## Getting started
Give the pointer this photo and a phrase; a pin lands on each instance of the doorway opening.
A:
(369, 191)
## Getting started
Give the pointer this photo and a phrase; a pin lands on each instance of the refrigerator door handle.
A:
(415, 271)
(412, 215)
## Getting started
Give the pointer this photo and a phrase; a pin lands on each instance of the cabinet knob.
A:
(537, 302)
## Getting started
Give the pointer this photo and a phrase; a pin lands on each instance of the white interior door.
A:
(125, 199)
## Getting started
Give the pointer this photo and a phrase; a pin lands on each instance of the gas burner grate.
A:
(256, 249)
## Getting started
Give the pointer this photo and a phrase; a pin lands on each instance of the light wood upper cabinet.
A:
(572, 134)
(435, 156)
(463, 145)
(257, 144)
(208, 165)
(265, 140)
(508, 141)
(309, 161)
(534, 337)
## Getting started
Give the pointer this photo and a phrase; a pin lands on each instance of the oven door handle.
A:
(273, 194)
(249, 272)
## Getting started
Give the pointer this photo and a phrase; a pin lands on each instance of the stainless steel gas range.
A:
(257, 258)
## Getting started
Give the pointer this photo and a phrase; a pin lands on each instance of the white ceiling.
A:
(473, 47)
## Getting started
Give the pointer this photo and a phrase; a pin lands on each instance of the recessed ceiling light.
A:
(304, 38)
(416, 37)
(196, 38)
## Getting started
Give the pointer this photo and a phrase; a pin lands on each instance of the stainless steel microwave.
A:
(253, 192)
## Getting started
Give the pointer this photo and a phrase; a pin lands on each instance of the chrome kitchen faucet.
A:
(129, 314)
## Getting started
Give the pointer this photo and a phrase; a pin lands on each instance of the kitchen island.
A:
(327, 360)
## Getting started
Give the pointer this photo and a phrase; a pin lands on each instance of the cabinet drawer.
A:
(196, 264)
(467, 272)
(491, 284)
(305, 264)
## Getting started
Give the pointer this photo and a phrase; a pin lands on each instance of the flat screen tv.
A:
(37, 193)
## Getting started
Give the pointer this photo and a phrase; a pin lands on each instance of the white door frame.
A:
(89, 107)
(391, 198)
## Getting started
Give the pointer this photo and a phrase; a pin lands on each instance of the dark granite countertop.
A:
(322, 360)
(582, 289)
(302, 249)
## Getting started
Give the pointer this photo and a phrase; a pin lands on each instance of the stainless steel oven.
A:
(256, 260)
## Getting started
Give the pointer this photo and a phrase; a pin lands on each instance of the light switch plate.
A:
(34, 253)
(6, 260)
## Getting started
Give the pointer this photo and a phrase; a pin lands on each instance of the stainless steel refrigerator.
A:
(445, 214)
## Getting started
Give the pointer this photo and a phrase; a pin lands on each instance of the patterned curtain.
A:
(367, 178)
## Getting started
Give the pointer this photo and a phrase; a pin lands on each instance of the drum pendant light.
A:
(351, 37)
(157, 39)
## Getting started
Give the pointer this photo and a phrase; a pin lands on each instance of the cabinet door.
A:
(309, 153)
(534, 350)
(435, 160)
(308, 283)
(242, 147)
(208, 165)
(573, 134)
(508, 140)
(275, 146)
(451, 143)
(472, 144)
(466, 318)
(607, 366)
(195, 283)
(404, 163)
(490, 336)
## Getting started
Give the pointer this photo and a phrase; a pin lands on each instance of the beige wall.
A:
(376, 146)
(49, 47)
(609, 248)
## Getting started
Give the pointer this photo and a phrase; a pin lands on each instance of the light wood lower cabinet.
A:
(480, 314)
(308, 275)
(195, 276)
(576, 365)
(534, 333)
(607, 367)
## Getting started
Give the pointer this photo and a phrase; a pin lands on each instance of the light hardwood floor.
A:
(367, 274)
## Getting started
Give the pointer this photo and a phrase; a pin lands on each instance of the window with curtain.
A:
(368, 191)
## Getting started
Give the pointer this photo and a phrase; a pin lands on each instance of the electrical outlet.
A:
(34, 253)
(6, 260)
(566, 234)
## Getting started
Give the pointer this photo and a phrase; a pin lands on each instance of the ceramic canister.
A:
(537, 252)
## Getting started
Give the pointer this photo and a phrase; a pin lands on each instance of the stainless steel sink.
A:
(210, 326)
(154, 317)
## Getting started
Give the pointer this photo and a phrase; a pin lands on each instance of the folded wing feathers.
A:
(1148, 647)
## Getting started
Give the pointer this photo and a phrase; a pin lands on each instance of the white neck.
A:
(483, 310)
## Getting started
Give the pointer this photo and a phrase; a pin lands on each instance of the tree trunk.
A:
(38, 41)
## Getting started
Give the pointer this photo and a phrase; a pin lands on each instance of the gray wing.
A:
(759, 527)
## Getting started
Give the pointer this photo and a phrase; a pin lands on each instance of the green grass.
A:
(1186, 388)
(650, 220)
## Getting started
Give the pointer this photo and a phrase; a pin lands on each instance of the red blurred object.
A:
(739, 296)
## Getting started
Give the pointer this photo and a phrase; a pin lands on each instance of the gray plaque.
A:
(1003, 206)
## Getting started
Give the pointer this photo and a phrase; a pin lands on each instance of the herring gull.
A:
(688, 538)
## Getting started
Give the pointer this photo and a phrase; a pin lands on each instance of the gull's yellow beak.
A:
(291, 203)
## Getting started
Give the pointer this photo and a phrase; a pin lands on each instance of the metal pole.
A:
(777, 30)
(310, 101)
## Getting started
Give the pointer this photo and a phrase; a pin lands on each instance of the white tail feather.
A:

**Aim of the exercise:**
Only the data above, repeated exactly, should make up the reply.

**Written answer:**
## Getting started
Give the pointer this photo and a phrase; a pin lands on each instance of the doorway opening.
A:
(369, 191)
## Getting started
Give the pointer this photo and a phrase; a pin lands on each instance of the refrigerator door handle.
A:
(415, 271)
(412, 215)
## Getting started
Give the pointer this photo and a phrase; a pin lands on each instance of the cabinet knob.
A:
(537, 302)
## Getting started
Give the pointer this photo and a phrase; a pin lands on each instance of the white interior door.
A:
(125, 199)
## Getting started
Give the pointer this photo and a phrase; a pin lands on each instance of the gas burner grate.
A:
(256, 249)
## Getting started
Give the pointer this photo and a phrase; a pin lands on each instance of the light wood upper cabinet.
A:
(572, 134)
(435, 156)
(463, 145)
(257, 144)
(208, 165)
(265, 140)
(508, 141)
(309, 161)
(534, 337)
## Getting started
Give the pointer this photo and a phrase; a pin lands on each instance of the oven door handle.
A:
(273, 194)
(249, 272)
## Getting started
Give the pointer this photo and a phrase; a pin lands on each instance of the stainless steel gas range.
A:
(257, 258)
## Getting started
Give the pointer this photo and a phrase; a pin lands on each instance of the white ceiling.
A:
(473, 47)
## Getting started
Give the pointer this photo and a phrase; a pin lands on each instance of the recessed ceiling light.
A:
(304, 38)
(416, 37)
(196, 38)
## Getting started
Give the pointer this photo and a phrase; a pin lands on each instance of the stainless steel microwave.
A:
(253, 192)
## Getting started
Give the pointer this photo and a phrase; a pin lands on each instance of the chrome kitchen faucet.
A:
(129, 314)
## Getting started
Give the pointer this photo and a phrase; a pin lands on each instance of the kitchen island.
A:
(327, 360)
## Getting started
Give the pointer this photo and a phrase; a pin lands on each instance of the cabinet drawer.
A:
(196, 264)
(467, 272)
(491, 284)
(305, 264)
## Getting started
Give the pointer this photo and a phrase; a pin lands on each instance of the flat screen tv.
A:
(37, 193)
## Getting started
Give the pointer this photo and a phrase; a pin lands on each instance of the white door frame.
A:
(89, 107)
(391, 198)
## Getting started
Give the pointer this photo and a phrase; a pin lands on each instance of the dark granite countertop.
A:
(322, 360)
(582, 289)
(302, 249)
## Getting started
Give the pointer this photo and a phrase; a pin lands on each instance of the stainless steel oven.
A:
(256, 260)
## Getting started
Give the pointer this photo and a phrase; a pin lands on each instance of the light switch plate.
A:
(34, 253)
(6, 260)
## Getting started
Give the pointer this photo and a phrase; a pin lands on each instance of the stainless steel refrigerator.
A:
(445, 214)
## Getting started
Give the pointer this photo and a phrase; a pin lands on each instance of the patterned curtain.
A:
(367, 178)
## Getting started
Give the pointer this photo and a phrase; a pin lands on each instance of the drum pendant light.
A:
(351, 37)
(157, 39)
## Getting started
Give the pointer this photo and a phrase; a pin lands on each instance of the cabinet door.
A:
(309, 153)
(534, 350)
(435, 160)
(308, 283)
(242, 147)
(208, 165)
(573, 134)
(508, 140)
(275, 146)
(451, 143)
(472, 144)
(466, 318)
(607, 366)
(195, 283)
(404, 163)
(490, 336)
## Getting started
Give the pointer this photo and a phrase; a pin lands on each instance of the beige wall.
A:
(376, 146)
(49, 47)
(609, 248)
## Getting started
Give the pointer this photo and a phrase; a pin lands on each instance of the light wood lower cabinet.
A:
(480, 314)
(308, 275)
(195, 276)
(576, 365)
(534, 333)
(607, 367)
## Getting started
Give the pointer this photo and a phrase; a pin lands on each instance of the light hardwood floor.
A:
(367, 274)
## Getting started
Give the pointer this photo and a phrase; a pin lands on each instance of the window with curtain.
A:
(368, 191)
## Getting started
Give the pointer this photo and a phrase; a pin lands on each instance of the electrical outlet.
A:
(34, 253)
(6, 260)
(566, 234)
## Getting started
Give the pointer this photo and a phrase; a pin lands on each instance of the ceramic canister.
A:
(537, 252)
## Getting started
Give the pointer this photo and a phrase; a pin lands on each instance of the stainless steel sink.
A:
(210, 326)
(154, 317)
## Getting started
Give the pointer this photo and a phrase; a pin lands on each instance of the folded wing feathers.
A:
(1148, 647)
## Getting started
Give the pointer this photo and a phrase; a pin lands on each instance of the white neck.
A:
(483, 310)
## Getting started
Give the pointer this photo and a phrase; a pin lands on each instance of the tree trunk.
A:
(38, 41)
## Getting started
Give the pointer this photo and a phrase; a pin lands on each instance of the gray wing.
A:
(759, 527)
## Getting started
Give the pointer this photo and a phrase; a pin lands on each instance of the green grass.
A:
(1186, 388)
(650, 220)
## Getting started
Give the pointer this photo and a phrase; a pin lands on each instance of the red blurred object.
A:
(739, 296)
## Getting started
Give the pointer this photo and a phrase; a pin lands on each instance of the gray plaque.
A:
(1003, 206)
## Getting started
Give the pointer this photo and a phrase; a pin lands on each instance of the herring gull.
A:
(688, 538)
## Getting started
Give the pointer this photo and a phrase; a pin lands on each instance of the gull's yellow beak.
A:
(291, 203)
## Getting started
Give the pointer this photo and a phrase; a pin lands on each instance of the metal pole.
A:
(777, 30)
(310, 101)
## Getting started
Give the pointer this photo and a phrase; a pin lands on each instance of the white tail feather.
A:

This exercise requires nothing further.